Natural language region descriptions:
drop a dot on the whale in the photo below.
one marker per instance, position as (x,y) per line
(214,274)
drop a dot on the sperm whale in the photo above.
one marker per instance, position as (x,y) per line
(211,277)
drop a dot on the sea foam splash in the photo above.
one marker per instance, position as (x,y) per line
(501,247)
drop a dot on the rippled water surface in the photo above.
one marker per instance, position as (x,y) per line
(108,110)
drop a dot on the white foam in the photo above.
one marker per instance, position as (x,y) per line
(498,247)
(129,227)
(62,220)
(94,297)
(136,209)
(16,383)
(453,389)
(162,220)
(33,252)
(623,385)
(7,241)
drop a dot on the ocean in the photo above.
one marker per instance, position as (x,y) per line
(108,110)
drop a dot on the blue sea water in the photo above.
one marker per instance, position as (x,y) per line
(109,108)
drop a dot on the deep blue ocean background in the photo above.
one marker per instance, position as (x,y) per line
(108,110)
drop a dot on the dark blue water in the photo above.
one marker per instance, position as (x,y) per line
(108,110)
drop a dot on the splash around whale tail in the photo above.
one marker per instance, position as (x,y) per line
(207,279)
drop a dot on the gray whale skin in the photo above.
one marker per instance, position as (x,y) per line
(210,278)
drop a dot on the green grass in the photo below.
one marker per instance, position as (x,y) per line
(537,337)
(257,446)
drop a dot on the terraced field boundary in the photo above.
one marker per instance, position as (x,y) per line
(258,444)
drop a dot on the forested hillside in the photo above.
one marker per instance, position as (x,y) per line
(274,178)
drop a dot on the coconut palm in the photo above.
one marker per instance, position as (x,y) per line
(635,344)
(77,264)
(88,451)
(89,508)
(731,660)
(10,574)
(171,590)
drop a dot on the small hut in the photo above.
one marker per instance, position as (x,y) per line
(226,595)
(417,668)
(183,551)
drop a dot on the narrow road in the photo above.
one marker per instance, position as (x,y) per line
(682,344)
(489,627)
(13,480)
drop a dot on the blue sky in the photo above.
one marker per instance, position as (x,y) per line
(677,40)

• [Task requirements]: Output each line of the data exactly as it stands above.

• [Result]:
drop a dot on the whale in the photo below.
one marker per instance, position as (x,y) per line
(214,274)
drop a dot on the sperm whale in the photo above.
one marker per instance, position as (x,y) per line
(211,277)
drop a dot on the sea foam splash in the photo above.
one marker per instance, position as (x,y) per line
(501,247)
drop a dot on the rippled water surface in the photo above.
one marker per instance, position as (x,y) per line
(108,110)
drop a dot on the white foam in the photo above.
one marker per instance, position as (x,y) per line
(498,247)
(129,227)
(62,220)
(94,297)
(136,209)
(16,383)
(453,389)
(162,220)
(33,252)
(623,385)
(7,241)
drop a dot on the ocean in the photo above.
one marker per instance, position as (x,y) per line
(108,110)
drop a dot on the blue sea water in the photo above.
one marker per instance, position as (x,y) per line
(109,108)
drop a dot on the deep blue ocean background in the photo above.
one marker per instance, position as (x,y) per line
(108,110)
drop a dot on the dark blue water in the photo above.
one marker per instance, position as (x,y) per line
(108,110)
drop a dot on the splash around whale tail in the photo above.
one marker per instance, position as (x,y) per line
(207,279)
drop a dot on the gray whale skin in the photo above.
one marker per instance, position as (x,y) per line
(210,278)
drop a dot on the green grass in the photo below.
one marker per instance, position as (x,y) per line
(537,337)
(257,446)
drop a dot on the terraced field boundary in the photo above.
one marker per instance, position as (x,y) per line
(258,444)
drop a dot on the forested hillside in the photo above.
one marker per instance, position as (x,y) per line
(274,178)
drop a dot on the coconut palm in the photo above.
one marker per instance, position as (x,y) per line
(635,344)
(77,264)
(88,451)
(89,508)
(731,660)
(10,574)
(171,590)
drop a dot on the small hut in the photo above.
one marker per instance, position as (x,y) per line
(226,595)
(417,668)
(183,551)
drop a dot on the narrow road in the photo above.
one marker per instance, position as (x,y) per line
(682,344)
(489,627)
(13,480)
drop a dot on the blue sky in the photo above.
one marker per instance, position as (x,y) per line
(677,40)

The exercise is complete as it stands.